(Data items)
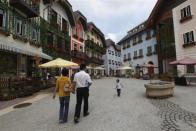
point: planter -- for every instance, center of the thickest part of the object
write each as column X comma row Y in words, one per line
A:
column 160, row 89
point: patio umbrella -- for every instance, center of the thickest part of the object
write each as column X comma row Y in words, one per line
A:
column 150, row 66
column 184, row 61
column 125, row 68
column 58, row 63
column 99, row 68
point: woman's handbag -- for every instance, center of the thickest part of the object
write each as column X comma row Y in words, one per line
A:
column 66, row 88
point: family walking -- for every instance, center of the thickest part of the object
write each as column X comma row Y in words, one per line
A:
column 64, row 86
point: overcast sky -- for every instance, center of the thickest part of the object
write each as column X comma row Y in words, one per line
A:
column 114, row 17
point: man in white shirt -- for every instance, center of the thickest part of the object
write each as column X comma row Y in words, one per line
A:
column 82, row 82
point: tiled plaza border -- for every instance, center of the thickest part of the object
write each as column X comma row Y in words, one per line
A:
column 171, row 114
column 10, row 109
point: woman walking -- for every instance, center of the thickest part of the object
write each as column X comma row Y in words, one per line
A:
column 63, row 86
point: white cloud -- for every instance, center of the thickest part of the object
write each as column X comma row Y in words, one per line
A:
column 114, row 16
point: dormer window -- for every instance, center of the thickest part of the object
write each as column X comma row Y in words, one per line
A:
column 186, row 14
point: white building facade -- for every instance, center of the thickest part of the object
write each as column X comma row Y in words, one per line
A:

- **AIM OF THE TASK**: Copy every one of the records above line for line, without changing a word, and leave out the pictures.

- **SOLUTION TO THIS EXERCISE**:
point: planter -- for every instance, center of the thickest part of the object
write each as column X comma row Y in words, one per line
A:
column 160, row 89
point: patio umbrella -- for every instance, center of the thickest part of the object
write each as column X comma row Y in words, one per line
A:
column 150, row 66
column 184, row 61
column 125, row 68
column 58, row 63
column 99, row 68
point: woman's handbag -- for every instance, center of the thickest part of the object
write each as column X comma row Y in words, one per line
A:
column 66, row 88
point: family walking -- for every instance, center of the thickest part of the object
write each as column X comma row Y in words, one per line
A:
column 64, row 86
point: overcast sky -- for every instance, center of the thickest part of the object
write each as column X comma row Y in words, one per line
A:
column 114, row 17
point: man in white shirt -- for every instance, center of the thickest part of the object
write each as column X comma row Y in words, one per line
A:
column 82, row 82
point: tiled plaza border -- for every instance, center of the thickest part of the object
write each as column X comma row Y in words, one per line
A:
column 171, row 114
column 10, row 109
point: woman walking -- for every instance, center of the thickest part of the object
write each as column X comma row Y in words, one per line
A:
column 63, row 86
point: white cloud -- for every instance, center of the thickest part of the object
write each as column X comma row Y in words, one per line
A:
column 114, row 16
point: dormer window -- for every instance, center of the thickest part of the object
write each as column X comma row Y in words, one per line
A:
column 186, row 14
point: white building facade -- for every instance, center of the thickest part of the object
write each as column X comma row Y in words, one per line
A:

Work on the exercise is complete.